EXERCISE PROMPT:
Copy out the listing below with each "thickest part" swapped for "widest part", keeping every other word and line unchanged.

[Dataset excerpt]
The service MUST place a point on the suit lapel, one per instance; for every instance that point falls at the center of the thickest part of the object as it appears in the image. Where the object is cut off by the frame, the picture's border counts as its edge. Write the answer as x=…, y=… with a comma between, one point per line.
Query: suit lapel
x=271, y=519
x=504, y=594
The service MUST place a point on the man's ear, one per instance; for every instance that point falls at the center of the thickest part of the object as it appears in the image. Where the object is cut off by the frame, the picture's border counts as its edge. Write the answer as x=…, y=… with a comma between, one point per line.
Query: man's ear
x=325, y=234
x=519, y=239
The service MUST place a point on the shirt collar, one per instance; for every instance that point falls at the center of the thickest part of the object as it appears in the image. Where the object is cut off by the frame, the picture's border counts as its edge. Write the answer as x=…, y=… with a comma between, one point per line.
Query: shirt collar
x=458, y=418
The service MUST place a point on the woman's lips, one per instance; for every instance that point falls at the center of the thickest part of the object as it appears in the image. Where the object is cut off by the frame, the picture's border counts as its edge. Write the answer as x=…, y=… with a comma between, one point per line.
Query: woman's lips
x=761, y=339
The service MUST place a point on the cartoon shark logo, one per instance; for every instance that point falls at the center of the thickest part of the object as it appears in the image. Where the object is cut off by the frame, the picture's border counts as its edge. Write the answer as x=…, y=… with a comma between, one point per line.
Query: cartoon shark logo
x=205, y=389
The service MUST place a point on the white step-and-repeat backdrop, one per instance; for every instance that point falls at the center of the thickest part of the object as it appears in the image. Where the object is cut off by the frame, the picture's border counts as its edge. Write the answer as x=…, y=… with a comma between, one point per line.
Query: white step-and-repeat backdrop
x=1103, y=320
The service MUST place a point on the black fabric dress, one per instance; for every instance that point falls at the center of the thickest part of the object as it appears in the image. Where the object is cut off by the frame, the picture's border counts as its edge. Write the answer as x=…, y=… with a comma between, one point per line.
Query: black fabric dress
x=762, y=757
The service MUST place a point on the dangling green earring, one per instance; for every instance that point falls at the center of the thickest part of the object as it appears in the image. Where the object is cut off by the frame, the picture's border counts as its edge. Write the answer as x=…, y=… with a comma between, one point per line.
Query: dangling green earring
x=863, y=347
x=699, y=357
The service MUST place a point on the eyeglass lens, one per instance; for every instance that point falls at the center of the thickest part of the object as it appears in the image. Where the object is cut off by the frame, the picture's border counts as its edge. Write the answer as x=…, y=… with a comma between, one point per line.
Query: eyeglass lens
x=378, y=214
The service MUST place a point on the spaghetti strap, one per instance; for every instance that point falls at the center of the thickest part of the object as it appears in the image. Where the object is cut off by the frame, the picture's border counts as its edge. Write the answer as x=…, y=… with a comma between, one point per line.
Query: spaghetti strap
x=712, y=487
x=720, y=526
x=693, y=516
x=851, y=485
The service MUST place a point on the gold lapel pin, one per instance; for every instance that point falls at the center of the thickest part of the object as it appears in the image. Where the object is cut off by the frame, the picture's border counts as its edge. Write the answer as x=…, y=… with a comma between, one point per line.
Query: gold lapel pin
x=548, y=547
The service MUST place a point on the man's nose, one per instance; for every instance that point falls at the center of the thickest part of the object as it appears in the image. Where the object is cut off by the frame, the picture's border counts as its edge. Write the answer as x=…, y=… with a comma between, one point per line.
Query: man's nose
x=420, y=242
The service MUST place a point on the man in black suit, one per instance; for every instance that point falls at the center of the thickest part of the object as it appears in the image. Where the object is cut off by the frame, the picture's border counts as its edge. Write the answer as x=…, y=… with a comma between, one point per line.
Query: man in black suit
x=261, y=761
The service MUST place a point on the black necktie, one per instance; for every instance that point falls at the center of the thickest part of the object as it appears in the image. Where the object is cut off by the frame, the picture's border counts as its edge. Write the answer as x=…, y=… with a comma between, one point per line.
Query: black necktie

COMPLETED EXERCISE:
The service MUST place a point on the suit lapel, one per instance; for every instance that point falls at the center of the widest part of the object as it appears in the image. Where the object is cut off by the frame, the picture's border counts as its edge. Write the answer as x=…, y=… with a comma between, one point per line.
Query: suit lapel
x=271, y=519
x=504, y=594
The service MUST place a point on the man's ear, one per instance; for every instance that point falls at the center of the widest part of the object as it appears in the image. Where the object is cut off by the frame, the picture's border counts as its edge. Write the answer as x=…, y=… with a comma between, one point per line.
Query: man's ear
x=325, y=234
x=519, y=239
The service MUST place a point on the shirt collar, one per instance; for every instance that point falls at the center of the widest part of the object as it appears in the image. Where the object is cut off by the frame, the picture's border counts as its edge. Write the answer as x=…, y=… with a comma between, one point per line.
Query: shirt collar
x=458, y=418
The service MUST place a point on the woman's lips, one per instance; for every instance that point falls at the center of the widest part of the object as it appears in the image. Where the object is cut off by the frame, the picture's border counts as its edge. Write the answer as x=…, y=… with a comma between, one point per line.
Query: woman's lips
x=761, y=339
The service MUST place a point on the cartoon shark logo, one per instance; for every instance that point falls at the center of the widest part of the object as it appears in the image. Where the object is cut off by the frame, the picture's border counts as its edge. Write the answer as x=…, y=… with a comma between, one point per line.
Query: cartoon shark logo
x=205, y=389
The service MUST place a point on the white step-and-repeat backdrop, one per instance; for every instance that point falls at the center of the widest part of the object as it appears in the image. Where the object is cut off by the frame, the picture's border counts as its edge. Write the answer as x=…, y=… with a comma between, one point per line.
Query: white step-and-repeat backdrop
x=1103, y=320
The service MUST place a point on the black fabric dress, one per instance; for every instance that point falls at the center of the widest part of the object as it appears in the image. Where the object is cut off by the frame, the picture's border counts as its edge. Write the answer as x=…, y=… with a comma between, one point per line.
Query: black fabric dress
x=762, y=757
The service MUST place a point on the dangling green earring, one per instance; for every instance that point falls at the center of the widest part of the object as it appears in the image. Where the object is cut off by the frame, the picture's border counts as its edge. Write the answer as x=…, y=… with a comma between, one point per line.
Query: dangling green earring
x=863, y=347
x=699, y=357
The service MUST place a point on the eyeglass lens, one per instance; for every instance that point falls at the center of the widest part of the object as it appears in the image. Where the object is cut off by the frame, the picture's border counts as its edge. Write the answer as x=…, y=… with a comma between, one point per line.
Query: eyeglass lens
x=378, y=214
The service MUST place a point on the spaghetti strap, one per instance; for every instance that point falls at the center of the widest part of the object as it appears in the image. Where the object is cut off by the frame, the picture's border counts as its edge. Write the answer as x=…, y=… with a comma between, one point per line.
Query: spaghetti strap
x=712, y=487
x=720, y=526
x=693, y=516
x=851, y=485
The service MUST place a point on the gold lapel pin, one per instance; for every instance that point falls at the center of the widest part of the object as it appears in the image. Where the object is cut off by the frame, the picture's border counts as its edge. Write the answer as x=…, y=… with a comma between, one point per line.
Query: gold lapel pin
x=548, y=547
The service MUST place a point on the man's nose, one per instance; for every instance that point falls at the center of the widest part of the object as it appears in the image. Where the object is cut off by the frame, the picture's border counts as its edge. Write the answer as x=…, y=… with a comma between, one point per line.
Query: man's nose
x=420, y=242
The service MUST place a point on the man in black suit, one per instance; for every instance that point falls at the center of the widest part of the object as it appears in the image. Where the object is cut off by the frame, the picture's border counts as its edge. Write the answer as x=…, y=… with a comma between, one point per line.
Query: man in black suit
x=261, y=761
The service MUST place a point on the black necktie, one per instance; for every instance that point falls at the center of the widest part of the object as it appears in the image. Where the object is cut off by the frame, the picture's border counts as its edge. Write the answer as x=…, y=… with a comma between, one point per line.
Query: black necktie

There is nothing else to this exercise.